▸ **Text excerpt**:
Decodes PEM binary data and returns entries as ASN.1 DER encoded entities.
pem_encode(PemEntries) -> binary()
Types:
PemEntries = [pem_entry()]
Creates a PEM binary.
pem_entry_decode(PemEntry) -> term()
pem_entry_decode(PemEntry, Password) -> term()
Types:
PemEntry = pem_entry()
Password = string()
Decodes a PEM entry. pem_decode/1 returns a list of PEM entries. Notice that if the
PEM entry is of type 'SubjectPublickeyInfo', it is further decoded to an
rsa_public_key() or dsa_public_key().
pem_entry_encode(Asn1Type, Entity) -> pem_entry()
pem_entry_encode(Asn1Type, Entity, {CipherInfo, Password}) -> pem_entry()
Types:
Asn1Type = pki_asn1_type()
Entity = term()
Erlang representation of Asn1Type. If Asn1Type is 'SubjectPublicKeyInfo',
Entity must be either an rsa_public_key(), dsa_public_key() or an
ec_public_key() and this function creates the appropriate
'SubjectPublicKeyInfo' entry.
CipherInfo = cipher_info()
Password = string()
Creates a PEM entry that can be feed to pem_encode/1.
pkix_decode_cert(Cert, otp|plain) -> #'Certificate'{} | #'OTPCertificate'{}
Types:
Cert = der_encoded()
Decodes an ASN.1 DER-encoded PKIX certificate. Option otp uses the customized ASN.1
specification OTP-PKIX.asn1 for decoding and also recursively decode most of the
standard parts.
pkix_encode(Asn1Type, Entity, otp | plain) -> der_encoded()
Types:
Asn1Type = atom()
The ASN.1 type can be 'Certificate', 'OTPCertificate' or a subtype of either.
Entity = #'Certificate'{} | #'OTPCertificate'{} | a valid subtype
DER encodes a PKIX x509 certificate or part of such a certificate. This function
must be used for encoding certificates or parts of certificates that are
decoded/created in the otp format, whereas for the plain format this function
directly calls der_encode/2.

▸ **Given records**:
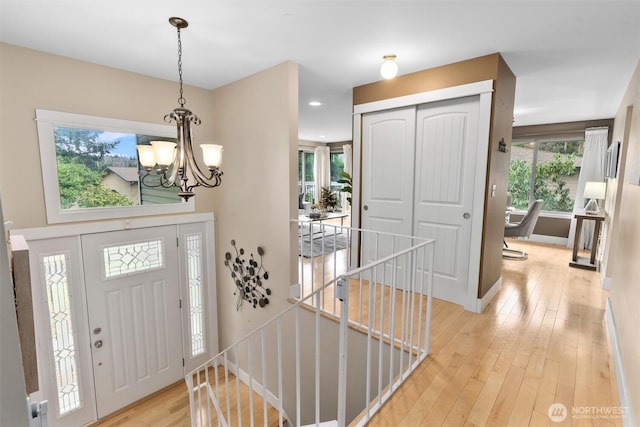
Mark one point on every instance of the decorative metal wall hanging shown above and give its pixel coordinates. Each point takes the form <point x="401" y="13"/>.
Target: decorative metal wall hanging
<point x="248" y="277"/>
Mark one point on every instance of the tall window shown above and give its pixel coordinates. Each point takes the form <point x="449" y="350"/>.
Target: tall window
<point x="306" y="180"/>
<point x="337" y="166"/>
<point x="546" y="170"/>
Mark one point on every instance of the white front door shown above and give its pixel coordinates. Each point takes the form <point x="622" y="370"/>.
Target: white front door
<point x="446" y="143"/>
<point x="133" y="300"/>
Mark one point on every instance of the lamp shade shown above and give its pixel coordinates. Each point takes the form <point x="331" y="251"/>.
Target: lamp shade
<point x="164" y="152"/>
<point x="389" y="68"/>
<point x="212" y="155"/>
<point x="595" y="190"/>
<point x="146" y="156"/>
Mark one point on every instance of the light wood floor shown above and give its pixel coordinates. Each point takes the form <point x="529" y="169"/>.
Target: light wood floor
<point x="541" y="341"/>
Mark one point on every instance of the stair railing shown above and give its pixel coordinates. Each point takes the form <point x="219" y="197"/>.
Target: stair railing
<point x="341" y="350"/>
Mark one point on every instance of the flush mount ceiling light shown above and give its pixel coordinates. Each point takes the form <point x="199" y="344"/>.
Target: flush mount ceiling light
<point x="389" y="68"/>
<point x="175" y="162"/>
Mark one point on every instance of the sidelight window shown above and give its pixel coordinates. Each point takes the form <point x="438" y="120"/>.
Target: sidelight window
<point x="62" y="332"/>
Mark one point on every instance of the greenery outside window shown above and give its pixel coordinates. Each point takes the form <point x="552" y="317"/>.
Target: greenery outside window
<point x="306" y="179"/>
<point x="90" y="168"/>
<point x="546" y="170"/>
<point x="337" y="166"/>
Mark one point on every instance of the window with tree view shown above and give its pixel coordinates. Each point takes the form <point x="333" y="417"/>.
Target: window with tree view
<point x="546" y="170"/>
<point x="306" y="180"/>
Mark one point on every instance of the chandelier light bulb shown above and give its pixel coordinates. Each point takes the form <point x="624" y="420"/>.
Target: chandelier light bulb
<point x="175" y="162"/>
<point x="389" y="68"/>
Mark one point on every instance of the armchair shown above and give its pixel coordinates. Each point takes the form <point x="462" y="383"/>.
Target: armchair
<point x="524" y="228"/>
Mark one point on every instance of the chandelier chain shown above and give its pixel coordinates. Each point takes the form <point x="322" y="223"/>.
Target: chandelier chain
<point x="181" y="99"/>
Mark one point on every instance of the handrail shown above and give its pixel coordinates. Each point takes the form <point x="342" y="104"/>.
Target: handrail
<point x="395" y="290"/>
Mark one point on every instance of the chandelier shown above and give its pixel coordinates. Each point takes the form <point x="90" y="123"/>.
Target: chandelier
<point x="174" y="163"/>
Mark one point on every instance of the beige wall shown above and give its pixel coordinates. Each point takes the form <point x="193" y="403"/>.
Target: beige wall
<point x="255" y="119"/>
<point x="30" y="79"/>
<point x="623" y="266"/>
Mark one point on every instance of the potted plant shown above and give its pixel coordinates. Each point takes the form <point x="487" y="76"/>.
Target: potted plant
<point x="328" y="199"/>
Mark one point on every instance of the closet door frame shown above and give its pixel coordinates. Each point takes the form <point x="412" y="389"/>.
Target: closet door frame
<point x="484" y="90"/>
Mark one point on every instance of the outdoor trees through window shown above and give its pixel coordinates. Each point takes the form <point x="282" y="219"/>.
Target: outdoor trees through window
<point x="546" y="170"/>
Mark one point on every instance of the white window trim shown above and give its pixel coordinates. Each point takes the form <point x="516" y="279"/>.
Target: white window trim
<point x="47" y="120"/>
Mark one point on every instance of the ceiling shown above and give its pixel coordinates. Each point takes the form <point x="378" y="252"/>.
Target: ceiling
<point x="573" y="59"/>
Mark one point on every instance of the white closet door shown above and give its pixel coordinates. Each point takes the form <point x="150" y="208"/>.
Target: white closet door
<point x="446" y="142"/>
<point x="388" y="146"/>
<point x="199" y="311"/>
<point x="133" y="297"/>
<point x="62" y="336"/>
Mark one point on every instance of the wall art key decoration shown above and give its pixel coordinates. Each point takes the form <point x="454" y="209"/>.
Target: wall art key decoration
<point x="248" y="276"/>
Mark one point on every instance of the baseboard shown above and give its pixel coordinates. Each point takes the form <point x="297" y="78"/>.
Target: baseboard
<point x="621" y="379"/>
<point x="483" y="302"/>
<point x="257" y="387"/>
<point x="553" y="240"/>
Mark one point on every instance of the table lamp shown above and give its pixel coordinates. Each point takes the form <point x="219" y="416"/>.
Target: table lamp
<point x="594" y="191"/>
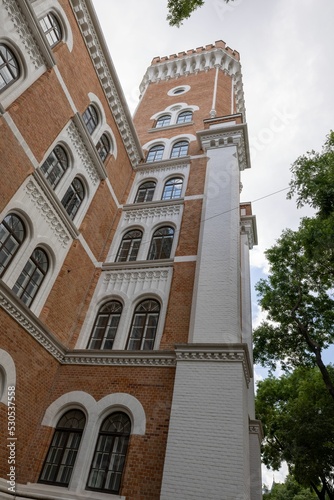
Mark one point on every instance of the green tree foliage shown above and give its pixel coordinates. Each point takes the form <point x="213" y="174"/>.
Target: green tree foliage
<point x="298" y="421"/>
<point x="298" y="294"/>
<point x="179" y="10"/>
<point x="290" y="490"/>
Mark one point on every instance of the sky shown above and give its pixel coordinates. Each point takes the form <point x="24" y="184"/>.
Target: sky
<point x="286" y="51"/>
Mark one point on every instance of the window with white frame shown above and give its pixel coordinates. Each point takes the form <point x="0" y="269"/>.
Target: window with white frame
<point x="51" y="28"/>
<point x="110" y="454"/>
<point x="105" y="326"/>
<point x="129" y="246"/>
<point x="9" y="67"/>
<point x="12" y="235"/>
<point x="161" y="244"/>
<point x="144" y="326"/>
<point x="63" y="450"/>
<point x="32" y="276"/>
<point x="73" y="197"/>
<point x="55" y="165"/>
<point x="145" y="192"/>
<point x="172" y="189"/>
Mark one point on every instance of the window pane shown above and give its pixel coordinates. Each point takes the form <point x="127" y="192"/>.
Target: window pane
<point x="32" y="276"/>
<point x="61" y="456"/>
<point x="12" y="234"/>
<point x="110" y="453"/>
<point x="9" y="67"/>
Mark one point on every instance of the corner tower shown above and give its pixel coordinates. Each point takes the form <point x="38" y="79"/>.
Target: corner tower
<point x="191" y="124"/>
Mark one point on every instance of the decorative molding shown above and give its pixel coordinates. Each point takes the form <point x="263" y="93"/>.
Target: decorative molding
<point x="137" y="215"/>
<point x="248" y="227"/>
<point x="222" y="137"/>
<point x="80" y="147"/>
<point x="31" y="324"/>
<point x="25" y="32"/>
<point x="48" y="212"/>
<point x="194" y="62"/>
<point x="118" y="278"/>
<point x="105" y="71"/>
<point x="230" y="353"/>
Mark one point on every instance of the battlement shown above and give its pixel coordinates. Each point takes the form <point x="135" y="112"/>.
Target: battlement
<point x="220" y="44"/>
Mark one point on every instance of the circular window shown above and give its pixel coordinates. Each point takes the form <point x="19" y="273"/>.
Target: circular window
<point x="178" y="90"/>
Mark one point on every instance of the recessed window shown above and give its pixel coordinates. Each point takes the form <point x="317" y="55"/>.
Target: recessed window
<point x="90" y="118"/>
<point x="144" y="326"/>
<point x="161" y="244"/>
<point x="73" y="197"/>
<point x="129" y="246"/>
<point x="55" y="166"/>
<point x="172" y="189"/>
<point x="155" y="153"/>
<point x="32" y="276"/>
<point x="163" y="121"/>
<point x="185" y="117"/>
<point x="51" y="29"/>
<point x="9" y="67"/>
<point x="110" y="454"/>
<point x="12" y="234"/>
<point x="105" y="326"/>
<point x="180" y="149"/>
<point x="103" y="146"/>
<point x="145" y="192"/>
<point x="60" y="459"/>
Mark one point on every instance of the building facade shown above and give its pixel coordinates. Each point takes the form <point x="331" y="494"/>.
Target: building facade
<point x="125" y="333"/>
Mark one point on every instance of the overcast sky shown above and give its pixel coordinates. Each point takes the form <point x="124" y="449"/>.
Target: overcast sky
<point x="286" y="50"/>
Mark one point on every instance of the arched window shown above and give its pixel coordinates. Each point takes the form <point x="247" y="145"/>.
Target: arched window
<point x="103" y="146"/>
<point x="109" y="456"/>
<point x="60" y="459"/>
<point x="144" y="326"/>
<point x="73" y="197"/>
<point x="51" y="29"/>
<point x="179" y="149"/>
<point x="32" y="276"/>
<point x="161" y="244"/>
<point x="55" y="166"/>
<point x="129" y="246"/>
<point x="163" y="121"/>
<point x="90" y="118"/>
<point x="145" y="192"/>
<point x="9" y="67"/>
<point x="172" y="189"/>
<point x="12" y="234"/>
<point x="155" y="153"/>
<point x="185" y="117"/>
<point x="105" y="327"/>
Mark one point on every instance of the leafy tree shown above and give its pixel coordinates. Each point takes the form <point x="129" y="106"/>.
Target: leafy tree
<point x="298" y="422"/>
<point x="179" y="10"/>
<point x="298" y="294"/>
<point x="290" y="490"/>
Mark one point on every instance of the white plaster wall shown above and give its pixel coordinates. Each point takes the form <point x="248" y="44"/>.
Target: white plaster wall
<point x="216" y="300"/>
<point x="207" y="426"/>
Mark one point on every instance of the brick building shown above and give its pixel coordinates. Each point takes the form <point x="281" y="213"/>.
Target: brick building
<point x="125" y="347"/>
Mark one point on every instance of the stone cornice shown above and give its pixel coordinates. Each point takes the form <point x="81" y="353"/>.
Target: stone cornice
<point x="225" y="136"/>
<point x="98" y="51"/>
<point x="193" y="62"/>
<point x="248" y="227"/>
<point x="231" y="353"/>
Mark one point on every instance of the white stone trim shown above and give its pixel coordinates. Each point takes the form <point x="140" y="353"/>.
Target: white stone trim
<point x="93" y="37"/>
<point x="8" y="372"/>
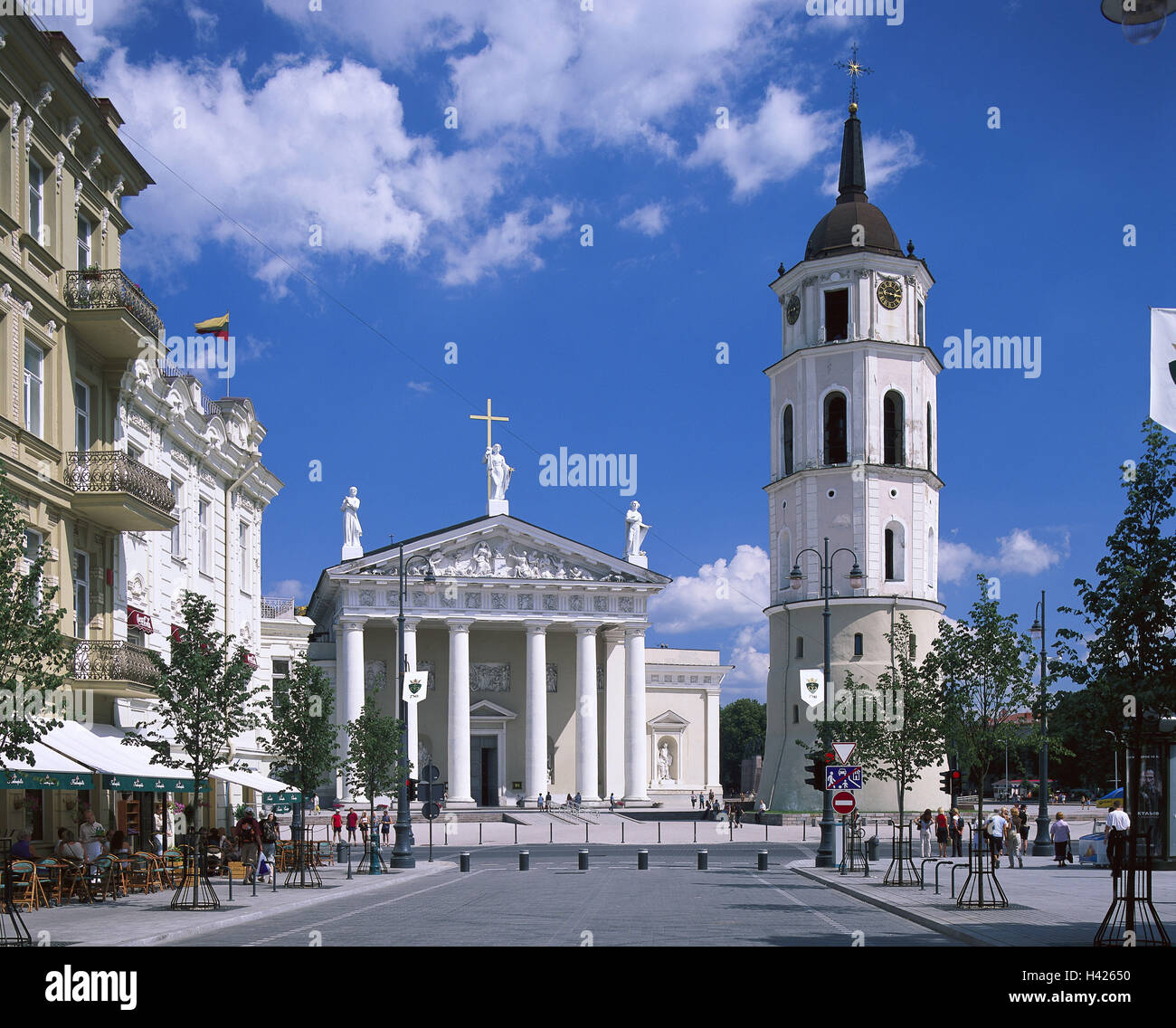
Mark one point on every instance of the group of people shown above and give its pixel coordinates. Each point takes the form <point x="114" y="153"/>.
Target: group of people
<point x="360" y="821"/>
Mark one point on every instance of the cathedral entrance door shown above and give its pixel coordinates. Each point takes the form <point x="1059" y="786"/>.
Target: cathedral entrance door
<point x="483" y="769"/>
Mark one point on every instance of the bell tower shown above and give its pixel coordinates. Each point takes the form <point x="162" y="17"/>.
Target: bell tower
<point x="854" y="416"/>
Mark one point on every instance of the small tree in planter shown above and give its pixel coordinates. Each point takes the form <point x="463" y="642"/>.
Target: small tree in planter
<point x="304" y="744"/>
<point x="373" y="762"/>
<point x="206" y="700"/>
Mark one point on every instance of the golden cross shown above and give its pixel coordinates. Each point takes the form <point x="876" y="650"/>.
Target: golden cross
<point x="488" y="418"/>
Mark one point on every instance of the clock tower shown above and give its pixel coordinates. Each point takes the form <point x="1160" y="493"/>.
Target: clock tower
<point x="854" y="419"/>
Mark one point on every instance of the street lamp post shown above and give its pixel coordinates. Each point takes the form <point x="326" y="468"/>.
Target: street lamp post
<point x="826" y="854"/>
<point x="403" y="852"/>
<point x="1042" y="846"/>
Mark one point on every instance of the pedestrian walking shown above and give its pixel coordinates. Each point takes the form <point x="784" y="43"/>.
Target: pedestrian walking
<point x="995" y="827"/>
<point x="1115" y="835"/>
<point x="1059" y="832"/>
<point x="955" y="827"/>
<point x="924" y="823"/>
<point x="941" y="831"/>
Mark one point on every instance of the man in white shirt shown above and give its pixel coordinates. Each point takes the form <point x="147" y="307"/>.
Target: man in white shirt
<point x="1118" y="824"/>
<point x="994" y="827"/>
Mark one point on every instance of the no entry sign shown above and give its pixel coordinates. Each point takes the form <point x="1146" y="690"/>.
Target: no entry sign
<point x="843" y="804"/>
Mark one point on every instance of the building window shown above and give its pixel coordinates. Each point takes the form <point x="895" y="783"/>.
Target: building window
<point x="83" y="245"/>
<point x="35" y="201"/>
<point x="34" y="389"/>
<point x="177" y="530"/>
<point x="206" y="537"/>
<point x="929" y="466"/>
<point x="836" y="314"/>
<point x="892" y="428"/>
<point x="81" y="420"/>
<point x="280" y="678"/>
<point x="242" y="538"/>
<point x="786" y="440"/>
<point x="81" y="595"/>
<point x="836" y="443"/>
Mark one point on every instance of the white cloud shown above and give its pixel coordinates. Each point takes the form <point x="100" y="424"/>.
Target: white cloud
<point x="781" y="140"/>
<point x="1020" y="553"/>
<point x="886" y="160"/>
<point x="648" y="220"/>
<point x="724" y="595"/>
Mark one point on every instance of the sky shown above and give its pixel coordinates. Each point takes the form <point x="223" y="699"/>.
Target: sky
<point x="394" y="204"/>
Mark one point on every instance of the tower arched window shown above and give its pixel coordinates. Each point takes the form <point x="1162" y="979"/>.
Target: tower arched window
<point x="894" y="553"/>
<point x="929" y="462"/>
<point x="786" y="442"/>
<point x="892" y="428"/>
<point x="836" y="434"/>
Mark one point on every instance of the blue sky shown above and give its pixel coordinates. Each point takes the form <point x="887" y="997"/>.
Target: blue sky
<point x="295" y="118"/>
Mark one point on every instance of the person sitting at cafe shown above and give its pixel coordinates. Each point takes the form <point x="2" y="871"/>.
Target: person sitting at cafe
<point x="23" y="848"/>
<point x="69" y="848"/>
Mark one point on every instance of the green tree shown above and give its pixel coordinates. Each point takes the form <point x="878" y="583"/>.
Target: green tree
<point x="900" y="746"/>
<point x="373" y="760"/>
<point x="204" y="699"/>
<point x="34" y="656"/>
<point x="302" y="738"/>
<point x="742" y="728"/>
<point x="986" y="670"/>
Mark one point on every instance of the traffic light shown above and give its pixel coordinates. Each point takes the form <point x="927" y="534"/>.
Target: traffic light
<point x="815" y="767"/>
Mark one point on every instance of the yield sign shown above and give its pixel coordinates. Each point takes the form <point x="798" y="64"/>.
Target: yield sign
<point x="845" y="750"/>
<point x="843" y="804"/>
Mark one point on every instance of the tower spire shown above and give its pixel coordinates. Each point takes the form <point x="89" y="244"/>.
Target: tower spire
<point x="851" y="180"/>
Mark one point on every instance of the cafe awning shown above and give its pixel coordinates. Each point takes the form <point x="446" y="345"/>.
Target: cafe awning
<point x="48" y="769"/>
<point x="251" y="780"/>
<point x="122" y="767"/>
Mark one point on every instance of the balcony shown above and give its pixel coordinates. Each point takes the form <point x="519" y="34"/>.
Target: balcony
<point x="110" y="313"/>
<point x="120" y="493"/>
<point x="109" y="662"/>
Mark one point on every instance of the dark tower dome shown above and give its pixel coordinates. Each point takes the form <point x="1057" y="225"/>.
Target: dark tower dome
<point x="834" y="233"/>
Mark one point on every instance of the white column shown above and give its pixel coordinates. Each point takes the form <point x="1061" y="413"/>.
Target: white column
<point x="412" y="724"/>
<point x="459" y="710"/>
<point x="614" y="712"/>
<point x="713" y="740"/>
<point x="636" y="765"/>
<point x="586" y="712"/>
<point x="536" y="756"/>
<point x="349" y="689"/>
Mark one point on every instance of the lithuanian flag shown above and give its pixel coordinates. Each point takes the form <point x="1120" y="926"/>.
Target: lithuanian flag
<point x="214" y="326"/>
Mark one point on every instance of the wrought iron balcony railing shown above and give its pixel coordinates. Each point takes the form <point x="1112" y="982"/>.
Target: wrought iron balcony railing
<point x="114" y="471"/>
<point x="106" y="660"/>
<point x="109" y="290"/>
<point x="281" y="607"/>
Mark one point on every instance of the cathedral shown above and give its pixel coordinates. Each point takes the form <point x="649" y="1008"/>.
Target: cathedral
<point x="854" y="462"/>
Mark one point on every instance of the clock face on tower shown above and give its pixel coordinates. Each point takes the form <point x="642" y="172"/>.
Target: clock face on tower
<point x="889" y="293"/>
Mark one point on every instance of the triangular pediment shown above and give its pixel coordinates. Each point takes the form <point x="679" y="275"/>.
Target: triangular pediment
<point x="485" y="709"/>
<point x="498" y="547"/>
<point x="669" y="721"/>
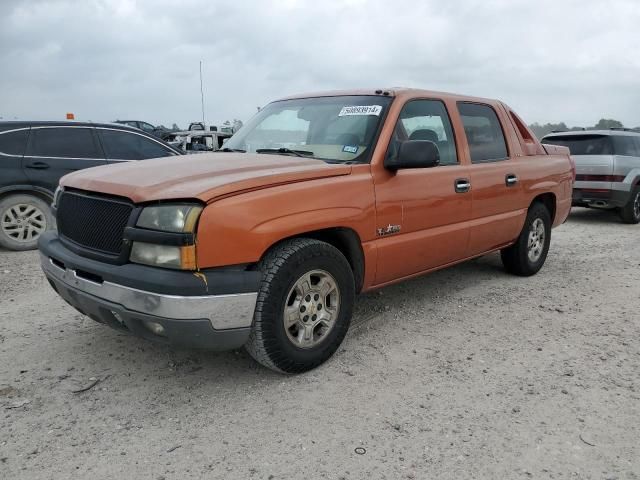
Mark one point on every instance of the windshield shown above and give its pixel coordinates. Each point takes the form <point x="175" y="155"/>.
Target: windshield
<point x="582" y="144"/>
<point x="334" y="129"/>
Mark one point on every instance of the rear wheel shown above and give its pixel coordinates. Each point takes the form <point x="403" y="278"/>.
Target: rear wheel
<point x="527" y="256"/>
<point x="304" y="306"/>
<point x="630" y="213"/>
<point x="23" y="218"/>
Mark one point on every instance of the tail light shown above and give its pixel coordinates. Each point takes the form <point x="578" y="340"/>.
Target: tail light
<point x="573" y="167"/>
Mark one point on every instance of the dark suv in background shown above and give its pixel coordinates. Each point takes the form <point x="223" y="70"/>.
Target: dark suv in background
<point x="33" y="157"/>
<point x="160" y="132"/>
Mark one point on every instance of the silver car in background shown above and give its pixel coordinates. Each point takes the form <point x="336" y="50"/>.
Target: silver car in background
<point x="607" y="169"/>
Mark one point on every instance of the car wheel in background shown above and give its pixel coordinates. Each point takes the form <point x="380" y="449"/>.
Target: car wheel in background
<point x="23" y="218"/>
<point x="527" y="256"/>
<point x="630" y="213"/>
<point x="304" y="306"/>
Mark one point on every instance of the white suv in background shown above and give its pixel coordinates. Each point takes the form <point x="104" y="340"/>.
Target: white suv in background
<point x="607" y="169"/>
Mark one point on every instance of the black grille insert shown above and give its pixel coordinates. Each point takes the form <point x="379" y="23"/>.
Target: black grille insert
<point x="93" y="222"/>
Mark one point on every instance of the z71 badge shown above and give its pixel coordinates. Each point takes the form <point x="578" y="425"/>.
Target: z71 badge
<point x="388" y="230"/>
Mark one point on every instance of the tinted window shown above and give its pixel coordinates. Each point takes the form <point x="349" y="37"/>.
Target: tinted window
<point x="13" y="143"/>
<point x="483" y="131"/>
<point x="69" y="142"/>
<point x="583" y="144"/>
<point x="425" y="120"/>
<point x="626" y="145"/>
<point x="120" y="145"/>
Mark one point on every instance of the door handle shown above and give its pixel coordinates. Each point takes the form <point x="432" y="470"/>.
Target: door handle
<point x="510" y="180"/>
<point x="462" y="185"/>
<point x="37" y="165"/>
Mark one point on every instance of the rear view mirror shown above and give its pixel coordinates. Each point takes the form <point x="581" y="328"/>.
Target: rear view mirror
<point x="414" y="154"/>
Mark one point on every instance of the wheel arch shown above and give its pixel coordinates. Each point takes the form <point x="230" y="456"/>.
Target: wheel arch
<point x="549" y="200"/>
<point x="345" y="239"/>
<point x="39" y="192"/>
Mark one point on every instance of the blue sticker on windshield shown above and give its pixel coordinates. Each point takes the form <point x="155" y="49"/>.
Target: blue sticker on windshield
<point x="350" y="149"/>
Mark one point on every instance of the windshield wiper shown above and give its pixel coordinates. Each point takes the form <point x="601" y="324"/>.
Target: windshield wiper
<point x="297" y="153"/>
<point x="227" y="149"/>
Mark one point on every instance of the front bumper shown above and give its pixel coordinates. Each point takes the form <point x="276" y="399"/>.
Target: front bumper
<point x="203" y="315"/>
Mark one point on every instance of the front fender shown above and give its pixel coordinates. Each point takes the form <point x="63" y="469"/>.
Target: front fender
<point x="241" y="228"/>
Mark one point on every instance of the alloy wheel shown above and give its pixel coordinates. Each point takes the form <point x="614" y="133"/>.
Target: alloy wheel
<point x="311" y="308"/>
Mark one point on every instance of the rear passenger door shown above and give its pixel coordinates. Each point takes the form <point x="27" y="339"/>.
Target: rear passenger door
<point x="425" y="210"/>
<point x="12" y="145"/>
<point x="122" y="146"/>
<point x="496" y="187"/>
<point x="54" y="151"/>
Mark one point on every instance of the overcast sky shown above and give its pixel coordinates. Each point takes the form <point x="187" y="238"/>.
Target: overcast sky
<point x="560" y="60"/>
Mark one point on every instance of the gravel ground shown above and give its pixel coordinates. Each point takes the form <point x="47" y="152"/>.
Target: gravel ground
<point x="465" y="373"/>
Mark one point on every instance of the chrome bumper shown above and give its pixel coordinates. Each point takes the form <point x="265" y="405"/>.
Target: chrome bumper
<point x="223" y="311"/>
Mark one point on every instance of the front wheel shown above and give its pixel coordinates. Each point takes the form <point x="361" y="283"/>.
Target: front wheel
<point x="630" y="213"/>
<point x="527" y="256"/>
<point x="23" y="218"/>
<point x="304" y="306"/>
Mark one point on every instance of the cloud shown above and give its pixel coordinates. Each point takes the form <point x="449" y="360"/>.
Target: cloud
<point x="569" y="61"/>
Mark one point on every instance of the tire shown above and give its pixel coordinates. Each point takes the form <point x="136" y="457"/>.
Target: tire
<point x="327" y="304"/>
<point x="527" y="256"/>
<point x="630" y="213"/>
<point x="23" y="218"/>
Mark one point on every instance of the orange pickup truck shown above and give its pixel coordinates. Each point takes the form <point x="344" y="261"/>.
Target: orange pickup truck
<point x="265" y="243"/>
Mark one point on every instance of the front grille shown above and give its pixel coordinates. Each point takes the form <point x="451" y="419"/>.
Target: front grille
<point x="93" y="222"/>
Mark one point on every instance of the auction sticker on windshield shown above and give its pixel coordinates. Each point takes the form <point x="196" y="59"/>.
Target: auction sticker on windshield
<point x="360" y="110"/>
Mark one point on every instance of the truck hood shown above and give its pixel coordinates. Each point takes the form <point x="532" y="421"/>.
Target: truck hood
<point x="204" y="176"/>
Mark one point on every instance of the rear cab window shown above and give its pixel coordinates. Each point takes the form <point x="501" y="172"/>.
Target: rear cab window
<point x="626" y="145"/>
<point x="484" y="132"/>
<point x="64" y="142"/>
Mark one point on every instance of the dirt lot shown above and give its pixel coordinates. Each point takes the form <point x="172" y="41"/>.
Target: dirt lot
<point x="466" y="373"/>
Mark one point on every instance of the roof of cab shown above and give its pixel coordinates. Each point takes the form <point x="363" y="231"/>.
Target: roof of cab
<point x="390" y="92"/>
<point x="61" y="123"/>
<point x="574" y="133"/>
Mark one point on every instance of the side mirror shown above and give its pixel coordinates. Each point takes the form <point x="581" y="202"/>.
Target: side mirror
<point x="414" y="154"/>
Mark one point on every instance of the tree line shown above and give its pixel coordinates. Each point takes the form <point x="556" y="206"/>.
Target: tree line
<point x="604" y="124"/>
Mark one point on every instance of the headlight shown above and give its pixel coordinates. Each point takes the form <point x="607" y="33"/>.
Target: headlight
<point x="166" y="256"/>
<point x="170" y="218"/>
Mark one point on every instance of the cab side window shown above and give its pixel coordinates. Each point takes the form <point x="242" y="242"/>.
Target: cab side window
<point x="121" y="145"/>
<point x="64" y="142"/>
<point x="425" y="120"/>
<point x="484" y="133"/>
<point x="13" y="143"/>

▸ **What the task asks**: Extend the PEM and PKIX function reference above, picking up right after its final sentence and matching its format.

▸ **Written response**:
pkix_is_issuer(Cert, IssuerCert) -> boolean()
Types:
Cert = der_encoded() | #'OTPCertificate'{} | #'CertificateList'{}
IssuerCert = der_encoded() | #'OTPCertificate'{}
Checks if IssuerCert issued Cert.
pkix_is_fixed_dh_cert(Cert) -> boolean()
Types:
Cert = der_encoded() | #'OTPCertificate'{}
Checks if a certificate is a fixed Diffie-Hellman certificate.
pkix_is_self_signed(Cert) -> boolean()
Types:
Cert = der_encoded() | #'OTPCertificate'{}
Checks if a certificate is self-signed.
pkix_issuer_id(Cert, IssuedBy) -> {ok, IssuerID} | {error, Reason}
Types:
Cert = der_encoded() | #'OTPCertificate'{}
IssuedBy = self | other
IssuerID = {integer(), issuer_name()}
The issuer id consists of the serial number and the issuers name.
Reason = term()
Returns the issuer id.
pkix_normalize_name(Issuer) -> Normalized
Types:
Issuer = issuer_name()
Normalized = issuer_name()
Normalizes an issuer name so that it can be easily compared to another issuer name.
pkix_path_validation(TrustedCert, CertChain, Options) -> {ok, {PublicKeyInfo, PolicyTree}}
| {error, {bad_cert, Reason}}
Types:
TrustedCert = #'OTPCertificate'{} | der_encoded() | atom()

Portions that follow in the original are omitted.